REQUIRED ACTIONS:
**A)** In the interview excerpt on research code and reproducibility:
(i) What does it call the gold standard?
(ii) About how many income variables does the Socio-Economic Panel contain?
(iii) Which discipline does it say plays a pioneering role in reproducibility checks?
**B)** Can you extract, word for word, the part of the interview excerpt that opens with the words containing "If someone is" and closes with "a good sign."?
**C)** Which six options does the interview excerpt name that distinguish the income variables in the Socio-Economic Panel?
=== SOURCE EXTRACT ===
JM: I think such tools can certainly be helpful – but we shouldn’t have unrealistic expectations. They are useful, for example, when the code has little or no commentary. AI-supported programmes can help add comments or check the code for possible errors or inconsistencies. Although this is no guarantee of error-free code, it can improve quality and reduce uncertainty. You can also ask the tools if they have any suggestions for improving structure or efficiency. All of this can help researchers feel less inhibited about disclosing their code. Ultimately, the responsibility remains with the researcher, but the technical possibilities can make it easier to get started.

What role does publicly accessible code play in reproducibility?

JM: The gold standard is that both the data and the code are available. If only the data is available, that is already progress – but without the associated code, much remains unclear. In the past, it was sometimes assumed that it was sufficient to provide the data – or that it was not necessary at all, for example in controlled random experiments that were thought to be easy to evaluate. It has since become apparent that even these controlled random experiments are often much more complex than expected: control variables are included or adjustments are made for multiple testing. These details can hardly be described completely and unambiguously in text.

Code offers much greater precision here – similar to how a mathematical formula is often clearer than a verbal description. An example: I work a lot with the Socio-Economic Panel. If a study states that “income was controlled,” this is not very meaningful. The panel contains around 40 to 50 different income variables – depending on whether it is gross or net income, individual or household level, monthly or annual data. Such decisions cannot be meaningfully reflected in the body text without making the text confusing or unreadable. The code creates transparency here and enables others to follow the analysis exactly.

Would you say that specialist journals and funding institutions have already exhausted all possibilities? Or to put it another way: if you had to draw up a wish list, what more could be asked of researchers?

JM: Quite clearly, specialist journals should make the provision of replication code mandatory – and not just formally, but with binding controls. In addition, it would be desirable for journals themselves to check whether the results presented in the manuscript can actually be reproduced using the code submitted. However, this form of quality assurance is very time-consuming and therefore costly – it can usually only be implemented by financially well-equipped journals. However, there is a positive development in economics: some of the top journals already carry out such reproducibility checks. This means that the discipline is playing a pioneering role in this area compared to other disciplines.

In addition to academic journals, research funding bodies should also take on greater responsibility. Institutions such as the DFG could, for example, make it a condition that the analysis code is made publicly available at the end of a project. Such requirements would make an important contribution to the transparency and traceability of scientific work.

If someone is unsure whether their own code is “good enough” for publication, are there criteria or a kind of checklist that can be used as a guide?

JM: From a reproducibility perspective, the most important criterion is that the code runs on another system and delivers identical results. A simple test is to provide the code with the data of a colleague. If they can reproduce the results on their computers, that’s a good sign.

If you want a piece of code to still be reproducible in ten years’ time, what technical measures must the person who first publishes it take to ensure long-term reproducibility?
=== PROVIDED INFORMATION ===
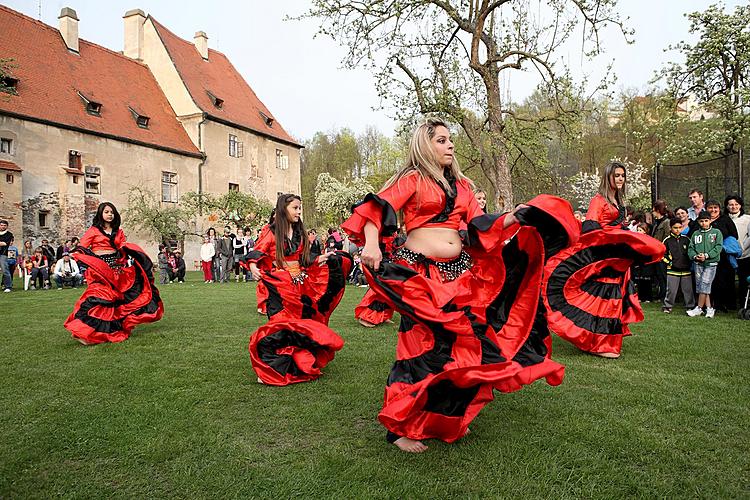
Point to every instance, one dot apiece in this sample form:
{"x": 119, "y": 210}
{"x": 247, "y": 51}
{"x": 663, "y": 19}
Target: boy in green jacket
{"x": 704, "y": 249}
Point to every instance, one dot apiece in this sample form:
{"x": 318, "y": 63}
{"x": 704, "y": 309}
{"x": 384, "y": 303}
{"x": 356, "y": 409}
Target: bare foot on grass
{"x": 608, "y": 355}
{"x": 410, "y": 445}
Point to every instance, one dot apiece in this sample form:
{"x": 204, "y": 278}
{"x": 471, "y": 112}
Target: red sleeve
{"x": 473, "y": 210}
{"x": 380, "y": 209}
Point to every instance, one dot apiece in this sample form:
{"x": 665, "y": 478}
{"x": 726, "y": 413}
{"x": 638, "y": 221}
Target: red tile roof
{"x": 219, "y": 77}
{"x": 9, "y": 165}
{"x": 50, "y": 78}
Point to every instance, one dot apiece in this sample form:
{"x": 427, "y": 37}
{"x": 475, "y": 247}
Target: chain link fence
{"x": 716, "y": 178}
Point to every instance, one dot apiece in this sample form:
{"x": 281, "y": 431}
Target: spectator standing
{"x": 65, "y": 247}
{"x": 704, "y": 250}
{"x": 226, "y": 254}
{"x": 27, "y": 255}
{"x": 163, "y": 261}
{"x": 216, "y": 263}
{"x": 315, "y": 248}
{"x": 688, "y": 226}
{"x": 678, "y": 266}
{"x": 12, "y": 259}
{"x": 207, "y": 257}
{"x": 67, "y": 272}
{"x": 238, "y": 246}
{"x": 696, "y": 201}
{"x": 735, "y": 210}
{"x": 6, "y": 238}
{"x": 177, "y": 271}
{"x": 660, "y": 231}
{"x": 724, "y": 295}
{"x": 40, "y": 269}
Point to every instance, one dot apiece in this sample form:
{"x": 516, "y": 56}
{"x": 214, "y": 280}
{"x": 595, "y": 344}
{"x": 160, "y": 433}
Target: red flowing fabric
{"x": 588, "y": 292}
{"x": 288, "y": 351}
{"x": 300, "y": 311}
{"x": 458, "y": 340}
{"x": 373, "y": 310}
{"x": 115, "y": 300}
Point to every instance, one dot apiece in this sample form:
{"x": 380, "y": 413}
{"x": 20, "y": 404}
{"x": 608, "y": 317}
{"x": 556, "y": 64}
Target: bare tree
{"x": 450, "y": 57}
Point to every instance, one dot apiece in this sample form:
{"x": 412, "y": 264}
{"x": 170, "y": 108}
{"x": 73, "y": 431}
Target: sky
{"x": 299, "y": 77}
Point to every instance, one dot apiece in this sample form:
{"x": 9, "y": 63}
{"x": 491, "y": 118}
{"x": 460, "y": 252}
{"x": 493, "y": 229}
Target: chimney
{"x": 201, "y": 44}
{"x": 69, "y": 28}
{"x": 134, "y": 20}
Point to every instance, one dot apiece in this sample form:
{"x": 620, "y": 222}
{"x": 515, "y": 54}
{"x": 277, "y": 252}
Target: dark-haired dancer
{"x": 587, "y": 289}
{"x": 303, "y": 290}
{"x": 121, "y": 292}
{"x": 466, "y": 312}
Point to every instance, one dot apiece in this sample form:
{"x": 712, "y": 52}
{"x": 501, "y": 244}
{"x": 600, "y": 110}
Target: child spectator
===
RESPONSE LIST:
**A)**
(i) Both the data and the code being available.
(ii) Around 40 to 50.
(iii) Economics.

**B)**
If someone is unsure whether their own code is “good enough” for publication, are there criteria or a kind of checklist that can be used as a guide?

JM: From a reproducibility perspective, the most important criterion is that the code runs on another system and delivers identical results. A simple test is to provide the code with the data of a colleague. If they can reproduce the results on their computers, that’s a good sign.

**C)**
- gross income
- net income
- individual level
- household level
- monthly data
- annual data